**WHAT YOU ARE ASKED TO DO**
Rescale the listing from its first line through the line containing "[356,127,600,287]", both ends included, by reproducing every line in full with each bounding-box coordinate multiplied by 2.25 and rounded to a whole number, halves rounded up. Omit the pictures from your answer.

**DATA FOR THIS EXERCISE**
▬▬▬▬▬▬▬▬▬▬

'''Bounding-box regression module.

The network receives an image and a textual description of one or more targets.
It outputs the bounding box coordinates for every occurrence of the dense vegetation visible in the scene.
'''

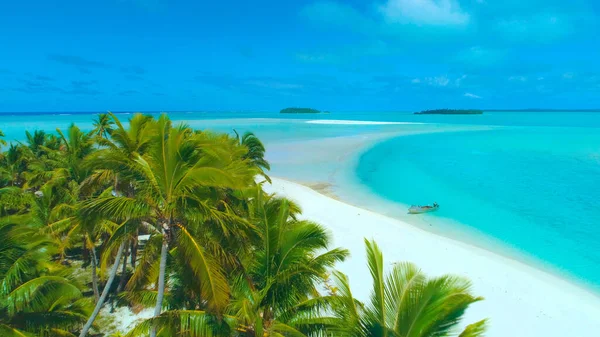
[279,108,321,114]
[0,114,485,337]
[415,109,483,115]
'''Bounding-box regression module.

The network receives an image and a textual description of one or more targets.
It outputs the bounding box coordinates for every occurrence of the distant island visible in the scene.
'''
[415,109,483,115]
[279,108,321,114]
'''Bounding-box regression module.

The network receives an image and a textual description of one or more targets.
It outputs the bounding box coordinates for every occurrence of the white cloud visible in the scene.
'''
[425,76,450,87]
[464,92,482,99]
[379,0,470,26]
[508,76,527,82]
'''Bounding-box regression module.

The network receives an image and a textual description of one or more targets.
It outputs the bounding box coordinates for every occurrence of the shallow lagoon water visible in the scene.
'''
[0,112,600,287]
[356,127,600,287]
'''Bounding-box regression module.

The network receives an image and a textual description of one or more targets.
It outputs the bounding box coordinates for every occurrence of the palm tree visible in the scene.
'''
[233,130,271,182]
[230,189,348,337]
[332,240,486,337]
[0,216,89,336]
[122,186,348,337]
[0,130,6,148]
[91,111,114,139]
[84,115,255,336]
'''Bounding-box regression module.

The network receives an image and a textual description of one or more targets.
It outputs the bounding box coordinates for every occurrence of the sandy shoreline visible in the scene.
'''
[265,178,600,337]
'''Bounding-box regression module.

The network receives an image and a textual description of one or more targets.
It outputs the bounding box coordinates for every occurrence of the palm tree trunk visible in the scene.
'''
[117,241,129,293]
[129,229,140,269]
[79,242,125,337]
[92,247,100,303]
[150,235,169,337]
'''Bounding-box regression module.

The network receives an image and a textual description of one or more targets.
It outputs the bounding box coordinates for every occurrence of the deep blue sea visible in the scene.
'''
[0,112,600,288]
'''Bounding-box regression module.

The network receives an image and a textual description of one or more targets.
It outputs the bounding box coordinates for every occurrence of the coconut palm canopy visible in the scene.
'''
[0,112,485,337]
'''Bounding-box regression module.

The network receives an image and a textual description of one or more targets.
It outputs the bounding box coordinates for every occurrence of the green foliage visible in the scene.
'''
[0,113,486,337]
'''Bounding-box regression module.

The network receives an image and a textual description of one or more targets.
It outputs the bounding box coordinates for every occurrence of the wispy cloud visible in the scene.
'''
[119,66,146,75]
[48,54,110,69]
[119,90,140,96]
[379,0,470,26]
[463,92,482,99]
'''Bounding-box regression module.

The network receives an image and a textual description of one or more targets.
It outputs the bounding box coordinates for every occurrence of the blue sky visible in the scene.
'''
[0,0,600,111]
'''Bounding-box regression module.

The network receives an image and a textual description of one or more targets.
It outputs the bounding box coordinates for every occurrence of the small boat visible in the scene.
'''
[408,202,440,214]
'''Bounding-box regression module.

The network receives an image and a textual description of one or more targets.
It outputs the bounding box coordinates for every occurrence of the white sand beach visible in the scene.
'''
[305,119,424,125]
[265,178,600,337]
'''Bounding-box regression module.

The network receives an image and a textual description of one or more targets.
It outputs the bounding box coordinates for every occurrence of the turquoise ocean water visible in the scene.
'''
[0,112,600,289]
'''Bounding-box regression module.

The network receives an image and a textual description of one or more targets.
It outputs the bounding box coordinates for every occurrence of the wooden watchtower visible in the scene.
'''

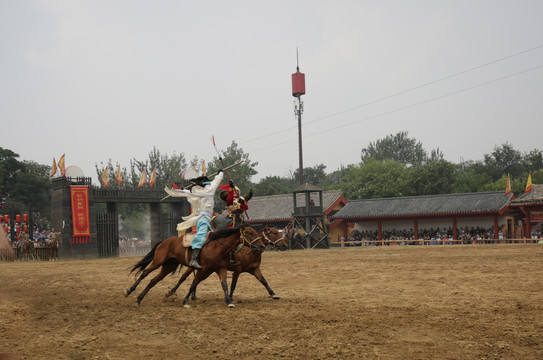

▬▬▬▬▬▬▬▬▬▬

**ANSWER TO THE TASK**
'''Bounding-box regression module.

The network receives an image and a textual description of one or more targets.
It outputs the bounding box coordinates for every occurrence of the dense vegetation visible in the scene.
'''

[628,243,722,257]
[0,257,1091,758]
[934,245,1087,259]
'''Bounding-box regression module.

The network receives an image and a textual description of one or more targets.
It outputs the bounding box coordinates for every occurrence of the distant island visible in the scene.
'''
[934,245,1087,259]
[628,243,722,257]
'''Bounding-box regression module.

The network receives an image and a textual description of one or more targets.
It outputs the bounding box coordinates for every occurrence of the white cloud visible in the scene.
'''
[956,171,1013,196]
[1044,207,1085,223]
[853,0,1058,59]
[1143,171,1186,185]
'''Bounding-box regression module.

The network receives an image and a textual description of one or more targets.
It outputs the bounding box coordinates for every occurrence of the shallow lagoon water visible in the scene.
'''
[0,252,1350,646]
[801,286,1350,646]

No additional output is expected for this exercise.